'''

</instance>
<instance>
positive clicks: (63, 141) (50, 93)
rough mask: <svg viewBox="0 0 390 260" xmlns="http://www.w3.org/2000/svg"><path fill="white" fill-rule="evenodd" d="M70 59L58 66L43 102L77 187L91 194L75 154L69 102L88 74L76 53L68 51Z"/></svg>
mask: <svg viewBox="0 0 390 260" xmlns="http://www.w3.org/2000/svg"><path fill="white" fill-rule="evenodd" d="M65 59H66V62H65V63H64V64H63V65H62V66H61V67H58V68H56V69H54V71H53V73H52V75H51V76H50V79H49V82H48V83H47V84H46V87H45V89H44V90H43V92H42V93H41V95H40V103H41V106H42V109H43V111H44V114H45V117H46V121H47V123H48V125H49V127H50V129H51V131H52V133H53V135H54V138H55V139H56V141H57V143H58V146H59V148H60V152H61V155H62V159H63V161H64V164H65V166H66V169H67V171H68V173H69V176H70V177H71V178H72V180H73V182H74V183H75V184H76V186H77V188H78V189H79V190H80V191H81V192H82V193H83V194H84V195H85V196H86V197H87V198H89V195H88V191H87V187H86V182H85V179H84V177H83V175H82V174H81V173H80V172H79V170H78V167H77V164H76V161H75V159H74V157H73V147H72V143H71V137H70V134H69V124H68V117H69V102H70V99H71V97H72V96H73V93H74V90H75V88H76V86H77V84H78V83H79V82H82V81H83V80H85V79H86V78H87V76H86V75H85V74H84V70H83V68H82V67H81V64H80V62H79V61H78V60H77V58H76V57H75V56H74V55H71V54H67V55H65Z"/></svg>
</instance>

'''
'''

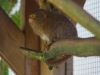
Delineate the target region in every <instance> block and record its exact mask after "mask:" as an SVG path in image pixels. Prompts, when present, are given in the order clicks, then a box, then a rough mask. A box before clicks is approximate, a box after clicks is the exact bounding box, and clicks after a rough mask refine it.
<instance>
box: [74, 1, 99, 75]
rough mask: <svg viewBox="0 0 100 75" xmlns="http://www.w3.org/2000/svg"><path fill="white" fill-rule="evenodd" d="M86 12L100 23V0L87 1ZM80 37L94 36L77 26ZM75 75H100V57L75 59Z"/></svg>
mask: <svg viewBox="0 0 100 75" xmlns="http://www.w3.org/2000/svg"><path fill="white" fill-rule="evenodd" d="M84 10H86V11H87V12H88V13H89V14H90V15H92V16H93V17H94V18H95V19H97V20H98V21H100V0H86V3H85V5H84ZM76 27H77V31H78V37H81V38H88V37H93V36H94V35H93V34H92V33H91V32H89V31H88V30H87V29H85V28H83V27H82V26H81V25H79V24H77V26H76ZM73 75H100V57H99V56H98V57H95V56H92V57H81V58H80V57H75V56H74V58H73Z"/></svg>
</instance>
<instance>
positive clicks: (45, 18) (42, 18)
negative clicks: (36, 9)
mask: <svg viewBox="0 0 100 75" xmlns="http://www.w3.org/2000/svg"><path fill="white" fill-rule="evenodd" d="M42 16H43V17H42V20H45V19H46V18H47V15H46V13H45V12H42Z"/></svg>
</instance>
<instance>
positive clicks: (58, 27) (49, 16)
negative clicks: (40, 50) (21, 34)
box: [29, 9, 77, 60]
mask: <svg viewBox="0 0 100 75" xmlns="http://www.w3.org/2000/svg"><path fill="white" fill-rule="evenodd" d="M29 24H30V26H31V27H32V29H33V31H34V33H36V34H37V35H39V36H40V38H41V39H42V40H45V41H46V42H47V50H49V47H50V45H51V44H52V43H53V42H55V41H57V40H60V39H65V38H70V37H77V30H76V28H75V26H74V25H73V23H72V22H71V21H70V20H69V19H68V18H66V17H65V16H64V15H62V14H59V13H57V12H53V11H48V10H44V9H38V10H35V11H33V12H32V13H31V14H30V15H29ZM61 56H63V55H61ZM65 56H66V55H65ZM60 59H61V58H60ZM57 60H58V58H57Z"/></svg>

'''
'''

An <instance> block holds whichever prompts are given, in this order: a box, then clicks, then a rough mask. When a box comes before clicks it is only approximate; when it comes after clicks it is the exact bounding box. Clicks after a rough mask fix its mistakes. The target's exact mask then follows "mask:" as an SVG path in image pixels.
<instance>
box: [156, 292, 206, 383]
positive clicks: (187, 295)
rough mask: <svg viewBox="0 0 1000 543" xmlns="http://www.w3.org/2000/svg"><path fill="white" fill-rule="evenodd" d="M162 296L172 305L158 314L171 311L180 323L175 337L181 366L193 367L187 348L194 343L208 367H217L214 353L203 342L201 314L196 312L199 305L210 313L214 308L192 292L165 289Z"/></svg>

'''

(Task prompt):
Please, from the material above, copy only the lines from the line with "box: [156, 292, 206, 383]" up to and including the line with "296L172 305L158 314L171", exactly as written.

(Solution below):
box: [156, 292, 206, 383]
positive clicks: (187, 295)
rough mask: <svg viewBox="0 0 1000 543" xmlns="http://www.w3.org/2000/svg"><path fill="white" fill-rule="evenodd" d="M162 296L172 305L158 314L171 311L180 323L175 337L181 366L193 367L187 348L194 343L208 367H217L214 353L203 342L201 314L196 312L199 305L210 313L214 308L192 292L165 289Z"/></svg>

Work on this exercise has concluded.